- PROBLEM DESCRIPTION -
Reproduce the listing below without any change.

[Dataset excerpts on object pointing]
--- begin ---

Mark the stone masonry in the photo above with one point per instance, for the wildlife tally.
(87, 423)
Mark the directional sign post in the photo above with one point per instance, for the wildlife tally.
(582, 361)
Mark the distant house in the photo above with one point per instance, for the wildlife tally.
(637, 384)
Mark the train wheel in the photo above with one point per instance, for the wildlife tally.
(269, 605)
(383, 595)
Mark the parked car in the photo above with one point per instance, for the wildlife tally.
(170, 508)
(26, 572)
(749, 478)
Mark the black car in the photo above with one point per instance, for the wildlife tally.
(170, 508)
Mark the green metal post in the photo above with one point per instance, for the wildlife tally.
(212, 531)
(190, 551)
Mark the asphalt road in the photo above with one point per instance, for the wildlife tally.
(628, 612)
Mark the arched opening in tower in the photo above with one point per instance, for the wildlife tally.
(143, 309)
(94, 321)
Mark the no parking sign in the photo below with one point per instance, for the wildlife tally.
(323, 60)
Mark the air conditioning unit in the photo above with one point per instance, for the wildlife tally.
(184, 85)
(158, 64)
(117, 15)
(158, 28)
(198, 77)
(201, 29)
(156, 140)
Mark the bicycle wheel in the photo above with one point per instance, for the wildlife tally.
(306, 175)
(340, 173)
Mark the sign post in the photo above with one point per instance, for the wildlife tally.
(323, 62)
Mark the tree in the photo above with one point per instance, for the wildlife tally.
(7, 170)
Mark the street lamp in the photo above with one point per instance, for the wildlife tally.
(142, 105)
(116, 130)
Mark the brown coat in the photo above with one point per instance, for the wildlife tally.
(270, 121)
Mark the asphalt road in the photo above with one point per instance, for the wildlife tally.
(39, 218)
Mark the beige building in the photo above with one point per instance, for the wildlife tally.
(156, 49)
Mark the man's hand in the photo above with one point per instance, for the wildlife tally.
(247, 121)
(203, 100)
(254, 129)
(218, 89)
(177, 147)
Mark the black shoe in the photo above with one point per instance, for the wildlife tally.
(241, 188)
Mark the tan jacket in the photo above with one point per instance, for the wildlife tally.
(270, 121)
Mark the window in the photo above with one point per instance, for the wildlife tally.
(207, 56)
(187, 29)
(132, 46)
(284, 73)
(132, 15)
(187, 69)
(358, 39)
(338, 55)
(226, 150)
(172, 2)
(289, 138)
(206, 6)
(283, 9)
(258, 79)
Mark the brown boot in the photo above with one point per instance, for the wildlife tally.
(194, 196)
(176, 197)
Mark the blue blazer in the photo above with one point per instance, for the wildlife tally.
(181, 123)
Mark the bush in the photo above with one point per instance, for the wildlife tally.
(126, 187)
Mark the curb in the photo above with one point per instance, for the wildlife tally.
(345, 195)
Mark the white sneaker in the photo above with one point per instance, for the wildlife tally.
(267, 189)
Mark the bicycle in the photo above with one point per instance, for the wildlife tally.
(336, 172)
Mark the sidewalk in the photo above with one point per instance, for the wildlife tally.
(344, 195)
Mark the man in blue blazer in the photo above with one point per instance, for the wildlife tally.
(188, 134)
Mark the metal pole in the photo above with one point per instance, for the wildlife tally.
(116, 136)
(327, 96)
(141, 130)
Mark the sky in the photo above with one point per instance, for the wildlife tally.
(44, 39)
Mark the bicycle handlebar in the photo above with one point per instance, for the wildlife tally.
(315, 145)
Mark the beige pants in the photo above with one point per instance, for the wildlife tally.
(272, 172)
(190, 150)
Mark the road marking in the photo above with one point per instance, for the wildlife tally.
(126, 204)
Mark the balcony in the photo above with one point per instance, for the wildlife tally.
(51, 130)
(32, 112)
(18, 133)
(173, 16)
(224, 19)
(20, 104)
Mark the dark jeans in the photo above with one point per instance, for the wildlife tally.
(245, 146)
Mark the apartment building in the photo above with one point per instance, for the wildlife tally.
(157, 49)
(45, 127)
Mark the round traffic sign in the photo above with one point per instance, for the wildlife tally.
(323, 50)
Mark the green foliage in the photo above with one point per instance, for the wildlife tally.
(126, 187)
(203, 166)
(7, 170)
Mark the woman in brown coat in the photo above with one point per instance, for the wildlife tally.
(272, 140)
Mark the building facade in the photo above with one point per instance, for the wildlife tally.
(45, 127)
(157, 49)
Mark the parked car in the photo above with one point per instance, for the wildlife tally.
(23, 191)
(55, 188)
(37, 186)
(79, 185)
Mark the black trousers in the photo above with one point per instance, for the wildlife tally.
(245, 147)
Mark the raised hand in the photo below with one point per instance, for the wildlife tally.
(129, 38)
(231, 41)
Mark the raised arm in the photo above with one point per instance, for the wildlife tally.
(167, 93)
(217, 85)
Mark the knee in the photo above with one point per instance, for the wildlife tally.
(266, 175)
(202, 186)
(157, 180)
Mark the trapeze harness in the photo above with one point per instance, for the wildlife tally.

--- end ---

- RESPONSE TO THIS TASK -
Mark the stone masonry in the photo above with one point per instance, for the wildlife tally.
(87, 423)
Mark the directional sign post in the photo above with one point per instance, for the wildlife tally.
(582, 361)
Mark the distant house in the photo above with one point per instance, for the wildlife tally.
(637, 384)
Mark the train wheel in the photo above with one point per instance, for the wildlife tally.
(269, 605)
(383, 595)
Mark the parked car in the photo above with one point per instance, for the wildlife tally.
(170, 508)
(26, 572)
(749, 478)
Mark the black car in the photo above with one point per instance, for the wildlife tally.
(170, 508)
Mark the green metal post in the photo above with one point per instance, for the wildlife tally.
(212, 531)
(190, 551)
Mark the asphalt road in the photo above with one point per instance, for the wildlife tally.
(628, 612)
Mark the arched opening in tower in the photo above with one point per instance, for the wildlife tally.
(143, 309)
(94, 321)
Mark the no parking sign in the photo below with one point per instance, for the wildlife tally.
(323, 60)
Mark the air conditioning unit in the photo above with one point per instance, for the wildlife tally.
(184, 85)
(158, 64)
(117, 15)
(158, 28)
(198, 77)
(201, 29)
(156, 140)
Mark the bicycle wheel in the photo above with one point per instance, for the wildlife tally.
(306, 175)
(340, 173)
Mark the sign post in the photo above with one point per instance, for the wildlife tally.
(323, 62)
Mark the tree in the photo above with one point per instance, for the wildlife tally.
(7, 170)
Mark the street lamp in the photo above with one point per instance, for the wildlife tally.
(142, 105)
(116, 130)
Mark the brown coat in the photo above with one point per instance, for the wildlife tally.
(270, 121)
Mark the asphalt road in the photo above with one point per instance, for the wildlife tally.
(39, 218)
Mark the beige building in the photo above with one point per instance, for the wildlife tally.
(156, 49)
Mark the man's hand in the photo above with one point per instance, for the wildlife tally.
(247, 121)
(203, 100)
(254, 129)
(218, 89)
(177, 147)
Mark the black shoe in the photo above with one point per instance, for the wildlife tally.
(241, 188)
Mark the tan jacket in the photo above with one point per instance, for the wildlife tally.
(270, 121)
Mark the window in the photo above with one point per instance, for the wildlife tally.
(207, 56)
(187, 29)
(132, 46)
(284, 73)
(132, 15)
(187, 69)
(358, 39)
(338, 55)
(226, 150)
(172, 2)
(289, 138)
(206, 6)
(283, 9)
(258, 79)
Mark the brown boot in the photo above with one point per instance, for the wildlife tally.
(194, 196)
(176, 197)
Mark the blue blazer in the photo above with one point per instance, for the wildlife tally.
(181, 123)
Mark the bush in the photo above with one point per instance, for the wildlife tally.
(126, 187)
Mark the curb in the photo above with one point per instance, for the wildlife tally.
(345, 195)
Mark the white sneaker in the photo above with one point per instance, for the wildlife tally.
(267, 189)
Mark the bicycle in the photo above with one point per instance, for the wildlife tally.
(336, 172)
Mark the sidewalk in the photo above with one point per instance, for the wildlife tally.
(344, 195)
Mark the man in blue blazer in the photo above with one point per instance, for the wildlife tally.
(188, 134)
Mark the metal pole in the photo above with one point per instance, for the wildlife tally.
(116, 136)
(327, 96)
(141, 130)
Mark the sky in the photo above with one point per instance, for the wildlife tally.
(44, 39)
Mark the bicycle handlebar in the photo above with one point per instance, for the wildlife tally.
(315, 145)
Mark the beige pants in the photo above with one point per instance, for the wildlife tally.
(272, 172)
(190, 150)
Mark the road marking in the photo above with one point per instance, for the wildlife tally.
(126, 204)
Mark the balcony in the photo above with one point per instance, for the wildlife tally.
(51, 130)
(32, 112)
(18, 133)
(173, 16)
(224, 19)
(20, 104)
Mark the dark jeans in the photo above with one point per instance, for the wildlife tally.
(245, 146)
Mark the apartment building in the photo above with one point per instance, for the wildlife tally.
(157, 49)
(45, 127)
Mark the round traffic sign in the photo above with one point per instance, for the wildlife tally.
(323, 50)
Mark the green foliage in the photo above with one point per instance, for the wildlife tally.
(126, 187)
(203, 166)
(7, 170)
Mark the woman in brown coat in the photo above with one point per instance, for the wildlife tally.
(272, 140)
Mark the building facade in the photo above with one point per instance, for the wildlife tally.
(45, 127)
(157, 49)
Mark the parked car in the photo above with one point per instance, for the wildlife tally.
(23, 191)
(55, 188)
(37, 186)
(79, 185)
Mark the black trousers in the photo above with one point per instance, for the wildlife tally.
(245, 147)
Mark the raised hand in the photo below with one point per instance, for the wildlife tally.
(129, 38)
(231, 41)
Mark the raised arm in the photo above with one point per instance, for the wildlife tally.
(167, 93)
(217, 85)
Mark the knee in the photo above with one point per instance, for the wildlife tally.
(266, 175)
(202, 186)
(157, 180)
Mark the trapeze harness in the photo above with one point per instance, for the wildlife tally.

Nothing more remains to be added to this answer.